**DATA PROVIDED:**

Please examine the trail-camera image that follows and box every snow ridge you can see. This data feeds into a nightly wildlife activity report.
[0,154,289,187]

---

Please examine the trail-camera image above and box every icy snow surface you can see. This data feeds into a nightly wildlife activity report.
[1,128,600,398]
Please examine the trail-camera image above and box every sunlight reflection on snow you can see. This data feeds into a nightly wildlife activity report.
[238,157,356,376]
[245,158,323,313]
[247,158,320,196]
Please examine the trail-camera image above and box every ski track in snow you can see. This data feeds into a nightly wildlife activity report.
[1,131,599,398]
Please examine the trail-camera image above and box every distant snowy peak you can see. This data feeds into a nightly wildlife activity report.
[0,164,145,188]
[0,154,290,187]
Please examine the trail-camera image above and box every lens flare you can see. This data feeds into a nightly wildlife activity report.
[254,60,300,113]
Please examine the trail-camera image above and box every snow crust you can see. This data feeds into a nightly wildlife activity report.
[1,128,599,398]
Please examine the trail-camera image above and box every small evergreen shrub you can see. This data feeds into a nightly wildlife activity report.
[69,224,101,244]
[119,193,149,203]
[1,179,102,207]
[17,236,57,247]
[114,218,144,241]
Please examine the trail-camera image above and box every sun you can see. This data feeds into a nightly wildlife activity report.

...

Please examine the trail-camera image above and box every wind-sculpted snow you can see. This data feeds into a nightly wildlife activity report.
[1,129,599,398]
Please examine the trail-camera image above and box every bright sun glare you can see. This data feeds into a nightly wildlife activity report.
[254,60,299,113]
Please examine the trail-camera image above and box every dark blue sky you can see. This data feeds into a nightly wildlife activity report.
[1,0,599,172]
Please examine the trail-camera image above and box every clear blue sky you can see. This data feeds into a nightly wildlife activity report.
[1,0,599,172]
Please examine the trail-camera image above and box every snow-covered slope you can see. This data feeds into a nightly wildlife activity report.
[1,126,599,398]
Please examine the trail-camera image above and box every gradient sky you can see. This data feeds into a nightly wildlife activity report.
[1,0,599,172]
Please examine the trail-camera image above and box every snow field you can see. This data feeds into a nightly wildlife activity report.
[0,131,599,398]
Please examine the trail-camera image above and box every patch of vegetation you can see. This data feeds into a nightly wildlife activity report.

**TASK DIRECTIONS:** Look above for the line holding "Please examine the trail-camera image above and box every dark" and the line holding "Please examine the trail-camera image above and box every patch", then output exactly those two lines and every line between them, nothing more.

**ANSWER TO THIS TASK:**
Please examine the trail-camera image above and box every dark blue sky you can see. This data feeds into a nightly wildlife activity report.
[1,0,599,172]
Please examine the trail-camera image above and box every clear blue sky you can see. This data feeds into a nightly wildlife activity report.
[1,0,599,172]
Please examine the trail-camera image above and box every snow-covered slope you can see. This data feeds into a nightly wildlife activity report.
[1,126,599,398]
Please examine the trail-camera image above and box every gradient sky you can see. This data feeds into a nightly wildlife activity report.
[1,0,599,172]
Please examine the trail-camera image above and box every snow field you can see. This data feeds into a nightly wildlife activity report.
[0,131,599,398]
Please examine the trail-camera image above and box every patch of vegetation you can see. This data feeds into a nightly wildlife activity report.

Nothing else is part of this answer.